— TASK BRIEF —
Send each entry back exactly as given, pictures excluded.

— STUDY MATERIAL —
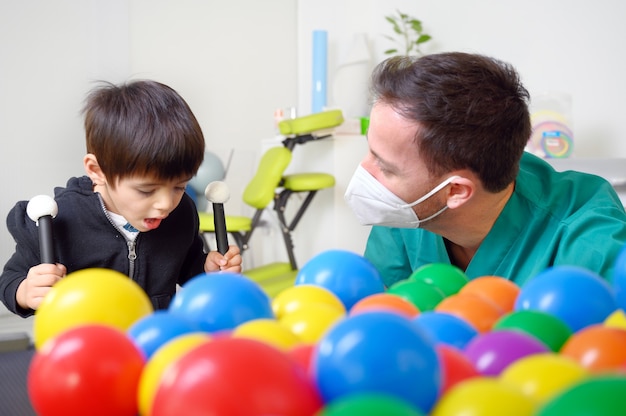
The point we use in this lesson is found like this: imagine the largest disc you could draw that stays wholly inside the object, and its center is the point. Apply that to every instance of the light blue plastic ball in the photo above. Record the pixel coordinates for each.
(577, 296)
(348, 275)
(221, 301)
(377, 352)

— SOLUTION TO THIS PROBLEM —
The point we use in this lesson is found like this: imagine the largest disc you could draw that stays wholly inside the object, and its center is the point. Apply that to every instance of the light blue plastic ball in the photo above. Record the pixel coordinates for each.
(577, 296)
(348, 275)
(221, 301)
(377, 352)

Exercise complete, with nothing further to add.